### EXERCISE
Could you extract every entry below and reproduce it exactly?

### GIVEN DATA
:::

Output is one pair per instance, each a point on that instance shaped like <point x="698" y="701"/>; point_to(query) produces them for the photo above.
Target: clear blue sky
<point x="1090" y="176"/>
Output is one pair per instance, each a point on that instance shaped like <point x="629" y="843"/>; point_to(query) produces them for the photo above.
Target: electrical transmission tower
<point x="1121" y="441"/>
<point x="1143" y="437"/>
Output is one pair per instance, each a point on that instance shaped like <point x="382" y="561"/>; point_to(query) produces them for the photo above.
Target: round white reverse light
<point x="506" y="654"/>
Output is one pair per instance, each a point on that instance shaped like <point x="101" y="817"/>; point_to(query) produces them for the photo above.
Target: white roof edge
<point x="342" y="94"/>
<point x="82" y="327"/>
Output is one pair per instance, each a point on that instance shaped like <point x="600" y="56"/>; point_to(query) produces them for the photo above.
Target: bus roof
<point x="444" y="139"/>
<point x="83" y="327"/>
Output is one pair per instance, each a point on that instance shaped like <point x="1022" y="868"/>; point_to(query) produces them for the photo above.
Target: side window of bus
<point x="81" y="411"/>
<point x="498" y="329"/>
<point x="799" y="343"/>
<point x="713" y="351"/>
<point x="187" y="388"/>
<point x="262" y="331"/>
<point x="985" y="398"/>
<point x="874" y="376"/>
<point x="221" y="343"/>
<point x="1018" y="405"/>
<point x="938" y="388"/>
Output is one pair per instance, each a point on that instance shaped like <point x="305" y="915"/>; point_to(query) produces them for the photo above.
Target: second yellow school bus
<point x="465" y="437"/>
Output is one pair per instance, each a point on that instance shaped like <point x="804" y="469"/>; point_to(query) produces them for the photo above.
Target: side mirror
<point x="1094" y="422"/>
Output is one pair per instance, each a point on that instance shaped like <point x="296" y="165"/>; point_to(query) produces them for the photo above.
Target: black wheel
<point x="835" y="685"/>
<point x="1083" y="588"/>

:::

### RESULT FOR THIS EXERCISE
Output is one pair per instance, each a point on that instance shaped like <point x="698" y="701"/>; point_to(query) produces them for the photo above.
Target: clear blue sky
<point x="1090" y="176"/>
Output is one pair per instance, each a point on that instance shaped like <point x="629" y="843"/>; point_to(query) produces them for the photo above.
Target: electrical transmission tower
<point x="1121" y="441"/>
<point x="1143" y="437"/>
Output is one pair per instance, each a point on that instance shaped like <point x="382" y="561"/>; point_to(query) produces them for the photo above.
Target: round white reverse light
<point x="506" y="654"/>
Output is one pair per instance, each a point on that instance shaped like <point x="101" y="817"/>; point_to(query) produces them for the photo above.
Target: white roof edge
<point x="342" y="94"/>
<point x="82" y="327"/>
Output is one pair per instance, each a point on that instance shaped like <point x="600" y="56"/>; point_to(query) produces them for the photo above.
Target: bus roof
<point x="444" y="139"/>
<point x="83" y="327"/>
Output is one pair per instance, each a point on that instance shaped like <point x="1022" y="868"/>; point_to(query) produces them for the photo above.
Target: side window of bus
<point x="81" y="411"/>
<point x="498" y="329"/>
<point x="799" y="343"/>
<point x="713" y="351"/>
<point x="187" y="388"/>
<point x="262" y="331"/>
<point x="985" y="398"/>
<point x="874" y="376"/>
<point x="221" y="343"/>
<point x="1018" y="405"/>
<point x="938" y="388"/>
Output is one pair per instance, each a point on that instance shaped like <point x="305" y="915"/>; point_to(query) produces them for the photo above.
Target: second yellow school bus
<point x="465" y="437"/>
Output is one pair per instance, each a point on that instance shaped like <point x="804" y="469"/>; point_to(query) produces them for the photo above.
Target: side mirror
<point x="1094" y="422"/>
Output is one pair per instance, each a point on that instance shaped like <point x="296" y="165"/>; point_to(query) produces them for the photo above.
Target: black wheel
<point x="835" y="685"/>
<point x="1083" y="588"/>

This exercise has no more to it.